Selected excerpt:

· · · · ·

I'd like to see you fire back against this criticism of you but won't blame you if you didn't bother considering the source, a guy who wimped out of the Socialist Worker's Party's 70's industrial turn (a turn which I never made cuz I never joined, but I do support the party warts and all-- and besides I've always already been an industrial worker but that's beside the point)and has spent the rest of his life grousing about it from his perch at a Columbia University IT department. Not that he isn't worth reading though...

Jodi Dean

Thanks for the link, Bob.

The weird thing is that he doesn't criticize me much at all, despite the fact that he says he is going to. So, he does't say why my diagnosis is wrong, he just says he looks at it differently and provides a different solution. He writes:

"My RX for combatting melancholia is victories, no matter how minor, against the bourgeoisie. To achieve such victories, it will require strategy and tactics that Malcolm X once described as “designed to get meaningful immediate results”. Such actions are surely aided by a solid analysis of the relationship of class forces that can only be derived by a study of bourgeois society such as the kind found in classical Marxism and not Frankfurt-inspired philosophizing, I am afraid."

This isn't an analysis--no melancholia here, or if there is a melancholia, it is not that of those who are fighting and achieving victories. That's fine with me--the first half of my paper is about those who gave up and conceded (even if they don't want to admit it to themselves). I say that they feel guilty about this and that this is why they are self-hating (in other words, it's good for leftists who gave in to the ideology of 'no alternative' to capitalism to feel guilty--they should not have given up). So, I describe a failure of the left and the feelings surrounding that failure, and then I note that even this 'structure of feeling' or structure of desire is changing now (in good and bad ways). From his writing, Louis has remained committed and has no time for those who gave up. To my mind, the giving up is part of the structure of bourgeois society, a crucial component of the capitalism we live in now (super weak left fails to exert political pressure, ruling class gets away with cutting taxes, deregulation, privatization, pressures on unions, etc). Not all Marxists, socialists, and communists find the same language/categories useful. Some think that we can learn from the Frankfurt school, particularly about matters of culture. Some think we can learn from psychoanalysis, particularly about unconscious attachments, structures of desires, capture in drive. Some think we learn from Mao, about contradictions and contexts. And some find that they learn the most from classical Marxism. Since I am interested in ideology critique and since mass culture (and technology) has changed a lot since the age of classical Marxism, I think that texts/discussions/approaches beyond 'classical Marxism' can also be useful for analyzing how capital gets a hold of us and how hard it is to smash it.

Thijs Witty

Will there be transcripts or recordings of the lectures posted online? I would love to hear/read all of this.

· · · · ·

[Saved data entries]
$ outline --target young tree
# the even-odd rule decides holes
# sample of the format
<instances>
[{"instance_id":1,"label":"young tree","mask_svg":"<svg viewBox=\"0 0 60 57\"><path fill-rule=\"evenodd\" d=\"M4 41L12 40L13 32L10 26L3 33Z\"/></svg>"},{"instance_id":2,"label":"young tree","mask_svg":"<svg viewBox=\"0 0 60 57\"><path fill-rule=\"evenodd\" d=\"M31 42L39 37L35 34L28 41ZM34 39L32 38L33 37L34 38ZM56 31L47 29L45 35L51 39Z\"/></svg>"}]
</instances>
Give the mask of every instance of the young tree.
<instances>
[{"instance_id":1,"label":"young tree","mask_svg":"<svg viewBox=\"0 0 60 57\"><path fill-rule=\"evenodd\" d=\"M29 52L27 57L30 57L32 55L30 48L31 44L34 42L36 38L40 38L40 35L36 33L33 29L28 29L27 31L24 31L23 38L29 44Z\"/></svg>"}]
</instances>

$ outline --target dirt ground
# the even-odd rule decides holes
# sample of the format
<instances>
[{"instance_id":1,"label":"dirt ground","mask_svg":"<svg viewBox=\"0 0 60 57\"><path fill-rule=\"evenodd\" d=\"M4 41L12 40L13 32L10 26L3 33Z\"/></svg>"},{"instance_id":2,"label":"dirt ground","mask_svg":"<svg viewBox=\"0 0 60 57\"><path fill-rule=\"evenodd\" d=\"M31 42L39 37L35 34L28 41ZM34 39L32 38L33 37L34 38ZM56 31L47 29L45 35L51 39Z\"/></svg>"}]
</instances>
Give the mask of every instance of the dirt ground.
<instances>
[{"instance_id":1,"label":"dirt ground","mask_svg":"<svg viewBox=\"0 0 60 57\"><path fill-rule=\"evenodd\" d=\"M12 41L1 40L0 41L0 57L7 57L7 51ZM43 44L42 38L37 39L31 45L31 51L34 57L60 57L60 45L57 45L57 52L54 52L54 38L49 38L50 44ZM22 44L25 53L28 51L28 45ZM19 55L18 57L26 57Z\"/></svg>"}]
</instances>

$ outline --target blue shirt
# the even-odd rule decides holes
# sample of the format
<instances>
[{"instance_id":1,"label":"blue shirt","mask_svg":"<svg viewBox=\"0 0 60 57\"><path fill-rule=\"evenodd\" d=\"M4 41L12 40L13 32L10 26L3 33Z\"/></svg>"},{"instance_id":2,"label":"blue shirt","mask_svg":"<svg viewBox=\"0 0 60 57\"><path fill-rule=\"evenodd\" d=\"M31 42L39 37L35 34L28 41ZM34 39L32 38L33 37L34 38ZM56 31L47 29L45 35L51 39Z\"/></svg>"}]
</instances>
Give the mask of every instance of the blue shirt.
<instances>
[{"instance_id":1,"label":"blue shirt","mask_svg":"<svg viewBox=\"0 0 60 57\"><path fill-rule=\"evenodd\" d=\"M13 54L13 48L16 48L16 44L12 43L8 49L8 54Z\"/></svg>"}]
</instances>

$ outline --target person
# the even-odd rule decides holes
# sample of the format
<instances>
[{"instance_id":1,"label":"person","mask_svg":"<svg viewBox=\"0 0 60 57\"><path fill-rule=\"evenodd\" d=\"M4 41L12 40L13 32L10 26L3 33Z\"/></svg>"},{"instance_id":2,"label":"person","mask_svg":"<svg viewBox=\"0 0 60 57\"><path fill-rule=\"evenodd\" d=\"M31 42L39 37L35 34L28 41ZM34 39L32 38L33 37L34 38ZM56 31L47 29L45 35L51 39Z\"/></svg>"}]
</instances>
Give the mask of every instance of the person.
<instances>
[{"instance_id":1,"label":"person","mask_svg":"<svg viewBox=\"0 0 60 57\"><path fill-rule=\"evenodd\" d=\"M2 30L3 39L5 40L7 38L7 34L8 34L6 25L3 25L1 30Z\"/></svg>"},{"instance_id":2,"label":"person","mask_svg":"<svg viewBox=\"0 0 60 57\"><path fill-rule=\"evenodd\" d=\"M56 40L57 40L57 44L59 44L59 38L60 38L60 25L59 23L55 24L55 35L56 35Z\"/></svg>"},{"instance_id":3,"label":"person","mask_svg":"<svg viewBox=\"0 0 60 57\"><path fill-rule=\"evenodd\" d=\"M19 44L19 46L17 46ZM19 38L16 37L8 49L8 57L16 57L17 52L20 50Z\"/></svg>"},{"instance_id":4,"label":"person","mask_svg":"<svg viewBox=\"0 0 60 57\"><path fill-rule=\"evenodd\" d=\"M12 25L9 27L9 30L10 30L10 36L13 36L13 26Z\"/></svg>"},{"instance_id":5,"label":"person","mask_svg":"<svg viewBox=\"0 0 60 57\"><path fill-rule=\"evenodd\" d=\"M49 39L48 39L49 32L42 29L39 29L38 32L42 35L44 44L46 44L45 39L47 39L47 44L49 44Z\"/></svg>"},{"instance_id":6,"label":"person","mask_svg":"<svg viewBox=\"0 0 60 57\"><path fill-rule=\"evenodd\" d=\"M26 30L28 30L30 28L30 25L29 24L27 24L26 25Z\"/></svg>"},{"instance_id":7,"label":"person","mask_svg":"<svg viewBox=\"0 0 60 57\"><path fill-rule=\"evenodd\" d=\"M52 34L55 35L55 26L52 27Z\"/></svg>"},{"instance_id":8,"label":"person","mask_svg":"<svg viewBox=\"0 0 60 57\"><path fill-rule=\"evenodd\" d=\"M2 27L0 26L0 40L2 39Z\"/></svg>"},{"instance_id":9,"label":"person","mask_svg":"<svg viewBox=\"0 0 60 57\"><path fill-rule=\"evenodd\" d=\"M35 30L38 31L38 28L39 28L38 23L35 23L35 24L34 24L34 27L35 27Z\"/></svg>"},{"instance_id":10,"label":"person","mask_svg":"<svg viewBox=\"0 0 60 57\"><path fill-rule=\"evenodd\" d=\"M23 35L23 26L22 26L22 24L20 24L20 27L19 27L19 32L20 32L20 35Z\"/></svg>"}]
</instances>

· · · · ·

Problems to work on:
• 1. Update the stretch of the comment thread from "I'd like to" through "worth reading though...", replacing "IT department" with "library".
• 2. Say whether each statement agrees with the comment thread. Answer yes or no for each, quoting the deciding words.
(a) Jodi Dean says Louis criticizes her at length.
(b) According to Jodi Dean, the first half of her paper is about those who gave up and conceded.
(c) Thijs Witty asks whether transcripts or recordings of the lectures will be posted online.
• 3. In the comment thread, Jodi Dean says some Marxists, socialists, and communists think they can learn from certain sources. List all of them.

Outputs for the tasks:
• 1.
I'd like to see you fire back against this criticism of you but won't blame you if you didn't bother considering the source, a guy who wimped out of the Socialist Worker's Party's 70's industrial turn (a turn which I never made cuz I never joined, but I do support the party warts and all-- and besides I've always already been an industrial worker but that's beside the point)and has spent the rest of his life grousing about it from his perch at a Columbia University library. Not that he isn't worth reading though...

• 2.
(a) No: "he doesn't criticize me much at all"
(b) Yes: "the first half of my paper is about those who gave up and conceded"
(c) Yes: "Will there be transcripts or recordings of the lectures posted online?"

• 3.
- the Frankfurt school
- psychoanalysis
- Mao
- classical Marxism